Required task A:
In the post about PayPal's payment practices, how many business days does PayPal hold the money before releasing it to the payee?
Required task B:
Please go on with the post about PayPal's payment practices, picking up after its final sentence.

Given passage:

— Begin —

First, PayPal claims that they make "instant payments." Well, yeah, when you make a payment, PayPal gets an instant electronic transfer from the you. However, rather than making an instant electronic transfer to the payee, they hang onto the money for "3 to 4" _BUSINESS_ days before releasing the funds to the payee. The only way the payee gets "instant" access to their money is to use a PayPal debit card - which allows PayPay to earn additional fees every time the debit card is used.

Second, PayPal can arbitrarily flag any transaction as "suspicious" and hold the funds until positive feedback has been left. For example, a while back I sold a rather large, heavy (40 lbs) piece of electronic gear on ebray. Turns out that the buyer was in Australia. The item sold for ~$350 and it cost about another $350 to ship it to Australia. The buyer made an instant PayPal payment for the purchase price plus the shipping charges. PayPal, however, flagged it as a suspicious transaction and put a hold on my money. I had to go $350 out-of-pocket to ship the item to Australia and PayPal did not release the purchaser's "instant payment" to me until the item was received in Australia & the buyer had left positive feedback.

— End —

Data lines:
— Begin —

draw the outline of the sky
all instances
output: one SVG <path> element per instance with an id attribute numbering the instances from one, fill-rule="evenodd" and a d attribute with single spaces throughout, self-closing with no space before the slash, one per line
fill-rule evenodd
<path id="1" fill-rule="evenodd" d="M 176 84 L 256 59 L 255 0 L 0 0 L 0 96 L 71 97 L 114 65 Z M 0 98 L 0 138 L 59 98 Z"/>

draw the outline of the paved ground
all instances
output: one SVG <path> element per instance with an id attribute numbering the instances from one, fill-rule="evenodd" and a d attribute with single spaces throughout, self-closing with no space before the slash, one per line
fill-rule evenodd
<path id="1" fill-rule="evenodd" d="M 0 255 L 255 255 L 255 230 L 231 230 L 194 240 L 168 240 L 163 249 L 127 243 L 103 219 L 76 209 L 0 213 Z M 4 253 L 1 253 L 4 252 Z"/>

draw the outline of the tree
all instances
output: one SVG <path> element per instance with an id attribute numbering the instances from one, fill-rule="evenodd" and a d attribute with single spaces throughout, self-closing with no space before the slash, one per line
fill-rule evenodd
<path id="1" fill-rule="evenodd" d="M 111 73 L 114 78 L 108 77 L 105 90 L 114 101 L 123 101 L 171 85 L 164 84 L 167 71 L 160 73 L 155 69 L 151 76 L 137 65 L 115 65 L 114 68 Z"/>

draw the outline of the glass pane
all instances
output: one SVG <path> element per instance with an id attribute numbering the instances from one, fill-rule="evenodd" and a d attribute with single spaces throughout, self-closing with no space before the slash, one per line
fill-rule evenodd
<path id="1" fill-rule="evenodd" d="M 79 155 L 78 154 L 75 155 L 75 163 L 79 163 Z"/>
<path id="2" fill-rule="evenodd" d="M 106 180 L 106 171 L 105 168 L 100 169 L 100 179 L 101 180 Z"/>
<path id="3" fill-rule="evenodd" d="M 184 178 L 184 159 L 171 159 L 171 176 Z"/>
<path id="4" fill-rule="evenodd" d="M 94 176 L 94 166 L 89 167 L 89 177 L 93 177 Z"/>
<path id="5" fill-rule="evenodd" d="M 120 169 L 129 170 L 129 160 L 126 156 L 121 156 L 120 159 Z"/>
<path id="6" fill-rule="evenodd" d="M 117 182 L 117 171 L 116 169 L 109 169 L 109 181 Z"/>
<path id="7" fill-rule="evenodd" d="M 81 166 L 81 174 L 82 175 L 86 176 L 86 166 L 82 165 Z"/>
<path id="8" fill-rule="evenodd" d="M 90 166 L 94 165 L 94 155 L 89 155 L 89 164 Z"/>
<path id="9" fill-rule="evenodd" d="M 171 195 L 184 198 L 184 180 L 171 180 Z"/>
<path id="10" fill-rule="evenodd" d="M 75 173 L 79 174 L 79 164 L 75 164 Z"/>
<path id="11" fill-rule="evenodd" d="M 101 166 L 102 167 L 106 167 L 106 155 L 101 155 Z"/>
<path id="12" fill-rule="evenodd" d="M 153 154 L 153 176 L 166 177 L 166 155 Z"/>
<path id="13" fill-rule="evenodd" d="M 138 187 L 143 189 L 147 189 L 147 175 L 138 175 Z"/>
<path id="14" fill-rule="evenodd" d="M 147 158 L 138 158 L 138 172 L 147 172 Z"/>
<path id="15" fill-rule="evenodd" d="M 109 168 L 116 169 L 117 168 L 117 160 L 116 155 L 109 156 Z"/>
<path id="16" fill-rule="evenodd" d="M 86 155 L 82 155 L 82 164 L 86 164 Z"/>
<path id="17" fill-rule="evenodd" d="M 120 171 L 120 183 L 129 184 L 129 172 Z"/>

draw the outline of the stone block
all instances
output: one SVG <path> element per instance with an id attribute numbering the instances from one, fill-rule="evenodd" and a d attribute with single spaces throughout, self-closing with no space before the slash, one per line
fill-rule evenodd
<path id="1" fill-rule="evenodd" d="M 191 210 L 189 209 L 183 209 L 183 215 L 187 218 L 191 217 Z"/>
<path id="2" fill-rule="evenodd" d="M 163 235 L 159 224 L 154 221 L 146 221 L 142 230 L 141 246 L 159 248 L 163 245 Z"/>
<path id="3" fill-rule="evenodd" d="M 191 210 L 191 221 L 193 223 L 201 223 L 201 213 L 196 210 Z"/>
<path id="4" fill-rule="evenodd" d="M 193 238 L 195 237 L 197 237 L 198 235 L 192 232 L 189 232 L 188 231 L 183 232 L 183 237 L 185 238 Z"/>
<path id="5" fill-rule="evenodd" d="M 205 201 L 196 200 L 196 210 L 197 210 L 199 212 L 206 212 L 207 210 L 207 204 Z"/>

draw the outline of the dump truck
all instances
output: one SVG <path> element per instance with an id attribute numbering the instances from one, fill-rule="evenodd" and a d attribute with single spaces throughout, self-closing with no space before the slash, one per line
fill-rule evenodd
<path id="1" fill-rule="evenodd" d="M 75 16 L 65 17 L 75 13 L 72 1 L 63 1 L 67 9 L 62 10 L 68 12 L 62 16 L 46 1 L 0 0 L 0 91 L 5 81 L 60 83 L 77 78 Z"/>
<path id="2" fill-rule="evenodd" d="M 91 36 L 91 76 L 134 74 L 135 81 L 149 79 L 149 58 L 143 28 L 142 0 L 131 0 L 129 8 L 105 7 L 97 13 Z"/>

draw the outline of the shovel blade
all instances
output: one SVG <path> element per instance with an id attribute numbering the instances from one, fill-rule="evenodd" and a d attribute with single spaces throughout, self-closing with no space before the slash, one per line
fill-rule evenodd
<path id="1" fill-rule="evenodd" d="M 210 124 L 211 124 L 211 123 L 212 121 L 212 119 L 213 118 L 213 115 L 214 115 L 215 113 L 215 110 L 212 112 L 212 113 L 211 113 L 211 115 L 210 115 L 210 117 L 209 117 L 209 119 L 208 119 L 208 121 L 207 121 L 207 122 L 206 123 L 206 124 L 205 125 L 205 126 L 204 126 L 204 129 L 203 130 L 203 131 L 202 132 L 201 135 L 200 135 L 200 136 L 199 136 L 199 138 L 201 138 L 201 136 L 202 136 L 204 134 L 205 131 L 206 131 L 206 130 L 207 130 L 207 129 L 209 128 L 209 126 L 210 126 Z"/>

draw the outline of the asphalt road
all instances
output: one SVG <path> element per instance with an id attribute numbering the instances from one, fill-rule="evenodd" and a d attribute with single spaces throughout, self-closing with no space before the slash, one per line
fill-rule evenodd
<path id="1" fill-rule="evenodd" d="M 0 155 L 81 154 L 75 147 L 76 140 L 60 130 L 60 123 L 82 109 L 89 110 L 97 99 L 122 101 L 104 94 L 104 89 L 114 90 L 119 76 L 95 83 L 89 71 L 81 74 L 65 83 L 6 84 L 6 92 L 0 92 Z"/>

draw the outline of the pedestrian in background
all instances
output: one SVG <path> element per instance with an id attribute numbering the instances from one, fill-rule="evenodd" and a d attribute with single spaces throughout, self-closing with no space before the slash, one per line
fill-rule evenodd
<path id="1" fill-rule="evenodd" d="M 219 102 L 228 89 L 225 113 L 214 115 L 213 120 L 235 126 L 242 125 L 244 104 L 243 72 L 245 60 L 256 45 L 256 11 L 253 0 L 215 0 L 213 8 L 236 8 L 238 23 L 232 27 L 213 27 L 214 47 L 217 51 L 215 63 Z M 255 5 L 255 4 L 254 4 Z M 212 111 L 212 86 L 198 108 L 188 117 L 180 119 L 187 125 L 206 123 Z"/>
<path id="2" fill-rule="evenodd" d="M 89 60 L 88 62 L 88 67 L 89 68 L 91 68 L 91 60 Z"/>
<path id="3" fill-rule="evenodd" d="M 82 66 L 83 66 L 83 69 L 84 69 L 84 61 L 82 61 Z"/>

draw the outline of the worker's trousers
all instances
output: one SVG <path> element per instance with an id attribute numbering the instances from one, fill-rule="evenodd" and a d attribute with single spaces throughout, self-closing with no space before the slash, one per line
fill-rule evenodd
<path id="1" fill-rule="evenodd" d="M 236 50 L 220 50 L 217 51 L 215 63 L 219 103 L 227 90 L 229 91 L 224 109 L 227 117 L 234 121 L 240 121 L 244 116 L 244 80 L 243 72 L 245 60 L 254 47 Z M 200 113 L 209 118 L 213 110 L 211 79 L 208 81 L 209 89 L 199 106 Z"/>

— End —

Written response A:
3 to 4 business days.

Written response B:
If I can avoid it, I will never patronize PayPal again.

James


----------



## Vertigo (Jun 30, 2011)

I've been less than thrilled with PayPal as of late myself. I upgraded my account from Personal to Premier and was tagged with their "Know Your Customer" thing, which basically limited my account until I could take photos / scans of my driver's license, social security card, and a recent utility statement. As someone who just moved into a house a week and a half ago, I have no current utility statements; my dog, anxious about the move, ate my wallet including my driver's license. I had a social security card, but was less than thrilled to take a freaking photograph of it and upload it to the internet. Lol.

The situation worked itself out, but it was still a pain in the rear.


----------



## Eamon Burke (Jul 1, 2011)

My problem with paypal is that your customers have to get an account with some outside party and give them all their sensitive info, and it makes people like me say "Oh, paypal? Nah. I didn't really need to buy it anyways." Paypal is not a government, and there are no laws protecting your privacy from corporations like Paypal. When they get your info, you are trusting them to not do whatever they please with it.


----------



## bieniek (Jul 2, 2011)

They blocked one of mine accounts permanently just because the country I registered it isnt the same I live in. Just like its medieval and I have to stick to my parents farm. 
And its them who makes internet transfers!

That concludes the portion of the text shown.